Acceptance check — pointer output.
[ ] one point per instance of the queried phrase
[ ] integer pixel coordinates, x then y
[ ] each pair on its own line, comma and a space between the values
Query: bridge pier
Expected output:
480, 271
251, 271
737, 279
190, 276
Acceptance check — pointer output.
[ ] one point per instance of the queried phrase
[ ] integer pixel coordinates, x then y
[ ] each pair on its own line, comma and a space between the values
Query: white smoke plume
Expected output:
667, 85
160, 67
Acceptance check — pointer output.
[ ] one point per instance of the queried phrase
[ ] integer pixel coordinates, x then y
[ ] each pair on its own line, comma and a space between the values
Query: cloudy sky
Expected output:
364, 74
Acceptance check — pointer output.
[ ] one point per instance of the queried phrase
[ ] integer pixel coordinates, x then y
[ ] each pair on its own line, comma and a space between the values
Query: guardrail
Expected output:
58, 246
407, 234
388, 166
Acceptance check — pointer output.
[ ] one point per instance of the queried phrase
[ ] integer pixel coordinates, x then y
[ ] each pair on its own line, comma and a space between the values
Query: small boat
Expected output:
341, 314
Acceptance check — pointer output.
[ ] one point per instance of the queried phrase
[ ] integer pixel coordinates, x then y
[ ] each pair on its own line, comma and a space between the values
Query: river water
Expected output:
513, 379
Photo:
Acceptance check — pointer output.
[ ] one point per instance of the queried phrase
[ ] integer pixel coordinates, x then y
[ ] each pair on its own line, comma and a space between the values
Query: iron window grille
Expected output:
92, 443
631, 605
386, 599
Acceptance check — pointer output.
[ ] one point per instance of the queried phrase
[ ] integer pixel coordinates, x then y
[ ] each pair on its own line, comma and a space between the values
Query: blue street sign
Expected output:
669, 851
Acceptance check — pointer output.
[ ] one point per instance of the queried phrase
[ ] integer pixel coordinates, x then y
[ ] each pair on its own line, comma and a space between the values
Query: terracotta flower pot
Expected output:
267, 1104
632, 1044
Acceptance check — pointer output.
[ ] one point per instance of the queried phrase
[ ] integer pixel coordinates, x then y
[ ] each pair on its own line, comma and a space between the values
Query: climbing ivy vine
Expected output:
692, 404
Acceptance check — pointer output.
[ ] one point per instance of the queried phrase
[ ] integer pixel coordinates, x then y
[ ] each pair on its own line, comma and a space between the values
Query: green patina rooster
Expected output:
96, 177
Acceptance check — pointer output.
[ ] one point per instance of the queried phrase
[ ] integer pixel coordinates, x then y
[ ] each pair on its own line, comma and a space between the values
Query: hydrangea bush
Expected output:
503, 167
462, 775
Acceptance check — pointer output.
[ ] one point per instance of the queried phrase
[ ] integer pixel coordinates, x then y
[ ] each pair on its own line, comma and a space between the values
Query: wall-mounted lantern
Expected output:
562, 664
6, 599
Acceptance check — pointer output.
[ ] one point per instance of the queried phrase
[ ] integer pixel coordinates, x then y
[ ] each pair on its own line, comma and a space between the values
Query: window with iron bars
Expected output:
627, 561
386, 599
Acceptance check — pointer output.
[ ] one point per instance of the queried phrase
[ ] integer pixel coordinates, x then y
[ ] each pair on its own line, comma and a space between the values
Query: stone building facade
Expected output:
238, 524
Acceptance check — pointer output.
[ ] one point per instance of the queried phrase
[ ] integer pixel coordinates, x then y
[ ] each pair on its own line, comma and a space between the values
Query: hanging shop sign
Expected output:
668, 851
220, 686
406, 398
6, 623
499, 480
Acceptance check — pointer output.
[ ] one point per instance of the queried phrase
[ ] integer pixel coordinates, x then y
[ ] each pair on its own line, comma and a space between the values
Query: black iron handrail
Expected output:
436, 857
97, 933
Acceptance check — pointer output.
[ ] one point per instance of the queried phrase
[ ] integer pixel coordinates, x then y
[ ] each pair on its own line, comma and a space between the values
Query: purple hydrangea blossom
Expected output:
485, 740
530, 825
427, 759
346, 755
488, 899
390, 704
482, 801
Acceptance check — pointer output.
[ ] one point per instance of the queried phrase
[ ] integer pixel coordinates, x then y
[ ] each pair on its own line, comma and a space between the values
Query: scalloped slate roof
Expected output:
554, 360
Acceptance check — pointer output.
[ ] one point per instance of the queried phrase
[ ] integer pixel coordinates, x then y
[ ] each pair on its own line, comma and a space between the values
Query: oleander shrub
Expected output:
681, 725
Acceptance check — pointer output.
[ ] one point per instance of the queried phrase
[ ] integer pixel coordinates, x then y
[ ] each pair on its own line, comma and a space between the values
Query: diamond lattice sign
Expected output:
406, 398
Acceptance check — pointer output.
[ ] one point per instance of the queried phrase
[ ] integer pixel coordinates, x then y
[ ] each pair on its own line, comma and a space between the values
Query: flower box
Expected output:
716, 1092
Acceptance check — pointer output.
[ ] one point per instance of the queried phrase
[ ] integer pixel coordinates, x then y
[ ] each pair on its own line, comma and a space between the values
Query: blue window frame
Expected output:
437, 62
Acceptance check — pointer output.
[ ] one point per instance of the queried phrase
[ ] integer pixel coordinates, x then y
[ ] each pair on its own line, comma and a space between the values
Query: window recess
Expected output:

[DIRECTIONS]: All of the records must be retyped exactly as they are.

[OUTPUT OF THE TASK]:
Acceptance check — pointer output.
[ ] one point per instance of the queried phrase
[ ] integer pixel coordinates, x then y
[ ] each pair on its own line, comma and a space between the values
Query: bridge pier
Expected output:
480, 271
251, 271
737, 279
190, 276
Acceptance check — pointer output.
[ ] one point per instance of the queried phrase
[ ] integer pixel coordinates, x then y
[ ] each pair on its own line, comma and a space between the values
Query: white smoke plume
Expected output:
667, 85
160, 67
Acceptance check — pointer output.
[ ] one point per instance of the queried phrase
[ ] integer pixel coordinates, x then y
[ ] each pair on its own line, comma and a space between the values
Query: cloudy sky
Expected output:
364, 74
Acceptance check — pointer output.
[ ] one point per instance of the queried phrase
[ ] integer pixel coordinates, x then y
[ ] each pair on its own line, comma and a space between the values
Query: guardrail
Expected output:
58, 246
407, 234
388, 166
Acceptance check — pointer output.
[ ] one point per instance of the queried phrase
[ ] integer pixel coordinates, x then y
[ ] each pair on its own line, comma and a space between the values
Query: small boat
Expected output:
341, 314
Acceptance check — pointer output.
[ ] one point per instance of the queried phrase
[ ] integer pixel coordinates, x then y
[ ] each pair on its own line, comma and a space between the values
Query: river water
Expected output:
513, 379
Photo:
Acceptance check — pointer output.
[ ] one point per instance of the queried phrase
[ ] integer pixel coordinates, x then y
[ ] each pair on its own line, comma and a space between the values
Query: iron window grille
Expected output:
92, 443
631, 605
386, 599
Acceptance check — pointer output.
[ ] one point per instance of the queried phrase
[ ] integer pixel coordinates, x then y
[ ] each pair on its own line, comma and a space between the values
Query: blue street sign
Expected output:
669, 851
Acceptance check — pointer output.
[ ] one point per instance of the queried phrase
[ ] integer pixel coordinates, x then y
[ ] each pair on its own line, comma and a space between the values
Query: terracotta flower pot
Expected output:
267, 1104
632, 1044
Acceptance check — pointer output.
[ ] one point per instance of the queried phrase
[ ] integer pixel coordinates, x then y
[ ] each pair on its own line, comma and a space between the values
Query: climbing ivy vine
Expected output:
692, 404
Acceptance check — pointer output.
[ ] one point per instance of the queried phrase
[ ] integer pixel coordinates, x then y
[ ] each pair on its own line, comma and a space between the values
Query: green patina rooster
Expected output:
96, 177
Acceptance check — pointer output.
[ ] one point per instance of the queried phrase
[ ] integer pixel coordinates, x then y
[ ] each pair on its own line, comma and a space between the values
Query: hydrangea bush
Expected output:
503, 167
462, 775
Acceptance check — pointer output.
[ ] one point per instance of the queried phrase
[ ] integer pixel coordinates, x then y
[ ] each pair on its own line, comma and a space between the values
Query: wall-mounted lantern
Expected output:
562, 664
6, 599
Acceptance check — pointer output.
[ ] one point per instance of the queried phrase
[ ] integer pixel coordinates, x then y
[ ] each pair on its own line, comma and a space between the values
Query: window with iron bars
Expected output:
627, 561
386, 599
Acceptance check — pointer output.
[ ] one point per instance of the queried phrase
[ ] integer pixel coordinates, x then y
[ ] each pair on its own line, comma and a space between the values
Query: stone building facade
Expected output:
238, 524
Acceptance check — pointer output.
[ ] one point per instance of the queried phrase
[ ] integer pixel coordinates, x then y
[ ] each pair on its own line, comma and a space between the values
Query: hanging shop sign
Expected output:
668, 851
220, 686
406, 398
6, 623
499, 480
Acceptance check — pointer output.
[ ] one point per instance of the queried phrase
[ ] integer pixel coordinates, x then y
[ ] each pair on its own line, comma and a space between the values
Query: black iron handrail
Expected output:
436, 857
97, 933
Acceptance check — pointer output.
[ ] one point per instance of the queried phrase
[ ] integer pixel coordinates, x then y
[ ] each pair on its own line, comma and a space between the values
Query: purple hydrangea blossom
Expected output:
485, 740
530, 825
427, 759
346, 755
488, 899
390, 704
482, 801
Acceptance check — pointer output.
[ ] one point per instance of the queried phrase
[ ] integer pixel coordinates, x then y
[ ] each pair on its own line, comma and a space between the values
Query: scalloped slate roof
Expected output:
554, 360
Acceptance check — pointer output.
[ ] one point per instance of the queried phrase
[ ] integer pixel coordinates, x then y
[ ] each pair on its own line, comma and a space between the values
Query: oleander shrub
Expected output:
681, 725
Acceptance check — pointer output.
[ ] one point per instance of the queried phrase
[ ] integer pixel coordinates, x then y
[ ] each pair on its own line, comma and a space between the values
Query: diamond lattice sign
Expected output:
406, 398
Acceptance check — pointer output.
[ ] one point per instance of the queried phrase
[ ] integer pixel coordinates, x then y
[ ] each pair on its own line, comma and a space between the values
Query: flower box
Expected output:
716, 1092
Acceptance check — pointer output.
[ ] one point per instance of the queried phrase
[ ] integer pixel coordinates, x then y
[ ] each pair on its own line, comma and a space between the values
Query: blue window frame
Expected output:
437, 62
Acceptance check — pointer output.
[ ] one point per instance of the queried phrase
[ ] integer pixel coordinates, x then y
[ ] each pair on its own line, comma and a space between the values
Query: window recess
Expected output:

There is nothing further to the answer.